Contour labeling listing:
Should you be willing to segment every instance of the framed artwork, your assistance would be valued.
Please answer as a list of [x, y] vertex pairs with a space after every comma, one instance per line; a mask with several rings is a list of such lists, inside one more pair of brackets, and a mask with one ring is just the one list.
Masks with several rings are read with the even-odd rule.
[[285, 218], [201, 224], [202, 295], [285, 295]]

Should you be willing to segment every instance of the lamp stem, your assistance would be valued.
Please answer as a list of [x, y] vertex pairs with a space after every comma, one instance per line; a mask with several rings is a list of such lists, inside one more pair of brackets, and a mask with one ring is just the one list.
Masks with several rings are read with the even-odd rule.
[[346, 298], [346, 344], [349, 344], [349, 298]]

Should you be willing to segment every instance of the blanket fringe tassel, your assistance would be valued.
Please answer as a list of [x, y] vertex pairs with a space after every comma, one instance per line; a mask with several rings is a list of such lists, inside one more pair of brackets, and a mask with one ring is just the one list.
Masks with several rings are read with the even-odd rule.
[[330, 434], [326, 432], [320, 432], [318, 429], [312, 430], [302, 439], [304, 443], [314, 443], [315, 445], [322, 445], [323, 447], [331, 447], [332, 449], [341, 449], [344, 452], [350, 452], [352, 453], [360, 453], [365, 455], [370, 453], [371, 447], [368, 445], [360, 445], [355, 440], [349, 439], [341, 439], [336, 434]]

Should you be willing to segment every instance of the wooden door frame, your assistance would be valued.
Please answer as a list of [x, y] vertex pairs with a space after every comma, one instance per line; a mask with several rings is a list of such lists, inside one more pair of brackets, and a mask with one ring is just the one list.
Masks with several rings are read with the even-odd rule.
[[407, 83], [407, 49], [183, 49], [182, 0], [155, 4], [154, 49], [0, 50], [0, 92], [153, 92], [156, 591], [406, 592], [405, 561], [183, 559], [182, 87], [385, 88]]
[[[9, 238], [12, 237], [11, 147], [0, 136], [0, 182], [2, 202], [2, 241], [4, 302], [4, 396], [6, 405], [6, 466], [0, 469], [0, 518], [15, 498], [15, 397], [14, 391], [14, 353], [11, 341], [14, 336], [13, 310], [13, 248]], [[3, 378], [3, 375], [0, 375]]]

What to work on: Can you lay out the whole listing as a two-column CSV with the headers text and answer, one row for each text paired with its answer, with every field in double quotes and line breaks turned into spaces?

Problem solution:
text,answer
"Should you be willing to segment every instance of the framed artwork, your assistance would be valued. Please answer as a list of [x, y] vertex pairs with a space after every comma, one instance per line; a mask with several rings is a list of such lists, inside one more pair of brackets, and a mask with one ring is just the one list. Masks with several rings are read with the even-odd rule.","[[285, 218], [201, 224], [202, 295], [285, 295]]"
"Should you be willing to segment every instance of the lamp stem, your assistance would be valued. Please answer as a list of [x, y] vertex pairs with a space after every comma, one instance per line; a mask with several rings is a list of such lists, inside one more pair of brackets, and a mask with one ring is just the one list. Masks with several rings are read with the even-odd rule.","[[346, 298], [346, 344], [349, 344], [349, 298]]"
"Should you be willing to segment every instance of the blanket fringe tassel, your assistance would be valued. Please answer as a list of [x, y] vertex pairs with a space after every comma, one instance per line; a mask with several rings is a list of such lists, inside one more pair of brackets, and a mask with one ring is just the one list. Masks with several rings are read with the even-odd rule.","[[330, 434], [326, 432], [320, 432], [318, 429], [312, 430], [302, 439], [304, 443], [314, 443], [315, 445], [322, 445], [323, 447], [331, 447], [332, 449], [341, 449], [344, 452], [350, 452], [352, 453], [360, 453], [365, 455], [370, 453], [371, 447], [368, 445], [360, 445], [355, 440], [349, 439], [341, 439], [336, 434]]"
"Should you be willing to segment every instance of the wooden door frame, your assistance would be valued. Please answer as a list of [x, y] vertex pairs with a space after every comma, one instance per line; a mask with several rings is a list of such lists, inside one more pair of brackets, and a mask with one ring is just the one list. Masks with several rings are read with the even-odd rule.","[[407, 83], [407, 49], [183, 49], [182, 0], [155, 4], [154, 49], [0, 50], [0, 92], [153, 92], [156, 591], [406, 592], [405, 561], [183, 559], [182, 87], [385, 88]] [[[9, 238], [12, 237], [11, 147], [0, 136], [0, 182], [2, 202], [2, 241], [4, 302], [4, 396], [6, 405], [6, 466], [0, 469], [0, 518], [15, 498], [15, 397], [14, 391], [14, 353], [11, 341], [14, 336], [13, 310], [13, 248]], [[3, 378], [3, 375], [0, 375]]]"